- _Goal of the exercise_
Rewrite the lines below, replacing every "bounding boxes" with "box coordinates" and leaving everything else unchanged.

- _Record excerpts_
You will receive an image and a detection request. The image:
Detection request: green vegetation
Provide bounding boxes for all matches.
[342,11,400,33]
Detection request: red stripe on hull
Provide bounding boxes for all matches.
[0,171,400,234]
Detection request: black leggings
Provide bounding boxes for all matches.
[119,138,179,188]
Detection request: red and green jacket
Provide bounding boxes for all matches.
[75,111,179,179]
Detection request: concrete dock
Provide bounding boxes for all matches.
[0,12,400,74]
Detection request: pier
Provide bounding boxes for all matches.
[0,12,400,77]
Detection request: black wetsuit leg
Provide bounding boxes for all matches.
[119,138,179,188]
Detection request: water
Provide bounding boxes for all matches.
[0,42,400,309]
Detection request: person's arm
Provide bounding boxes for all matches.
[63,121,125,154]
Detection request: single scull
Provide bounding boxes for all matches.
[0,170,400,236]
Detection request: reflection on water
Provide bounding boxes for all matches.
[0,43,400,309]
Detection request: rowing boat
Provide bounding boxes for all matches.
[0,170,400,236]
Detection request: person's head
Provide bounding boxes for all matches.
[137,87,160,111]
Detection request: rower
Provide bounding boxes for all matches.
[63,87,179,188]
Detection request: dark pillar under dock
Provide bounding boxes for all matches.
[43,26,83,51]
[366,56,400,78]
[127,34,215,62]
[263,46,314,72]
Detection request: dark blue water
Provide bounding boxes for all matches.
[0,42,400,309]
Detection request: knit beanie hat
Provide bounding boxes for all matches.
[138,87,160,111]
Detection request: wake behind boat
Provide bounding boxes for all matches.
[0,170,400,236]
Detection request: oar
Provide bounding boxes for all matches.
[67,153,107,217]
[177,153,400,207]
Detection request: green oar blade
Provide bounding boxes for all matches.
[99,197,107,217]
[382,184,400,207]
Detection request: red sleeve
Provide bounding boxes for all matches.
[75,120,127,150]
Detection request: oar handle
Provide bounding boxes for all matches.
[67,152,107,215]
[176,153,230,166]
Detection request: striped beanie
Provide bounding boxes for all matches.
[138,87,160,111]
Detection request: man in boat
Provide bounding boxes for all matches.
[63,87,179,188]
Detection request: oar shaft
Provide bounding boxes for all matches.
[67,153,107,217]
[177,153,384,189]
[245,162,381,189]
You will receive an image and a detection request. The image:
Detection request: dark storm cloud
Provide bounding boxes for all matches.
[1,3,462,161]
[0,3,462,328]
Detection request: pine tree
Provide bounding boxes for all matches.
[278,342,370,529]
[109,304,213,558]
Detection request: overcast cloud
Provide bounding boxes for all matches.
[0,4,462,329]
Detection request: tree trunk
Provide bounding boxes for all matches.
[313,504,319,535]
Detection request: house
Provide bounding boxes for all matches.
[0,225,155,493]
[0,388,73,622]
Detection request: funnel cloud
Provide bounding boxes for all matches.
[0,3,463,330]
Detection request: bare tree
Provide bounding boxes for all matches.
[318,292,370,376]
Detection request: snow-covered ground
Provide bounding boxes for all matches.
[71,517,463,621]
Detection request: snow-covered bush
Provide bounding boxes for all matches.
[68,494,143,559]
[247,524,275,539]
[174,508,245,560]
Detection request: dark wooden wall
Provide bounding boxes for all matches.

- _Answer_
You will receive an image and a detection request. The image:
Detection request: green vegetation
Provide box coordinates for all matches.
[342,11,400,33]
Detection request: red stripe on hull
Provide box coordinates for all matches.
[0,171,400,234]
Detection request: black leggings
Provide box coordinates for all matches.
[119,138,179,188]
Detection request: red and green jacket
Provide box coordinates for all matches.
[75,111,179,179]
Detection request: concrete dock
Provide box coordinates for all matches.
[0,12,400,74]
Detection request: pier
Provide box coordinates for all matches.
[0,12,400,77]
Detection request: black wetsuit leg
Provide box coordinates for all matches.
[119,138,179,188]
Detection request: water
Provide box coordinates for all matches.
[0,42,400,309]
Detection request: person's arm
Provide box coordinates for all matches.
[63,121,125,154]
Detection request: single scull
Provide box coordinates for all matches.
[0,170,400,236]
Detection request: reflection on water
Provide box coordinates for all matches.
[0,43,400,309]
Detection request: rowing boat
Provide box coordinates for all matches.
[0,170,400,236]
Detection request: person's head
Provide box coordinates for all matches.
[137,87,160,111]
Detection request: rower
Provide box coordinates for all matches.
[63,87,179,188]
Detection request: dark pillar under dock
Provide box coordinates for all matches.
[43,26,83,51]
[366,56,400,78]
[127,34,215,62]
[263,46,314,72]
Detection request: dark blue water
Provide box coordinates for all matches.
[0,42,400,309]
Detection request: knit beanie hat
Provide box coordinates for all matches.
[138,87,160,111]
Detection request: wake behind boat
Provide box coordinates for all matches.
[0,170,400,236]
Detection request: oar
Provide box coordinates for all matches.
[67,153,107,217]
[177,153,400,207]
Detection request: green oar blade
Provide box coordinates for all matches.
[99,197,107,217]
[382,184,400,207]
Detection request: red sleeve
Provide box coordinates for all matches.
[75,120,127,150]
Detection request: oar handle
Provide box coordinates for all matches.
[67,152,107,215]
[176,153,230,166]
Detection request: striped beanie
Provide box coordinates for all matches.
[138,87,160,111]
Detection request: man in boat
Provide box coordinates for all matches.
[63,87,179,188]
Detection request: oar shaft
Provide box coordinates for all matches.
[67,153,107,217]
[177,153,384,189]
[245,162,381,189]
You will receive an image and a detection request. The image:
Detection request: dark storm cloud
Provide box coordinates for all matches.
[1,3,462,161]
[0,3,462,328]
Detection request: pine tree
Provide box coordinates for all matches.
[278,342,370,529]
[109,304,213,558]
Detection request: overcast cloud
Provide box coordinates for all matches.
[0,4,462,329]
Detection request: tree trunk
Provide box coordinates for all matches.
[313,504,319,535]
Detection request: house
Provide box coordinates for all matches.
[0,225,155,493]
[0,388,73,622]
Detection request: funnel cloud
Provide box coordinates for all matches.
[0,3,463,330]
Detection request: bare tree
Provide box coordinates for all matches.
[318,292,370,376]
Detection request: snow-covered ground
Provide box coordinates for all matches.
[71,517,463,621]
Detection request: snow-covered bush
Provide box coordinates for all matches.
[68,494,143,559]
[247,524,275,539]
[174,508,245,560]
Detection request: dark wooden wall
Provide box coordinates for all matches.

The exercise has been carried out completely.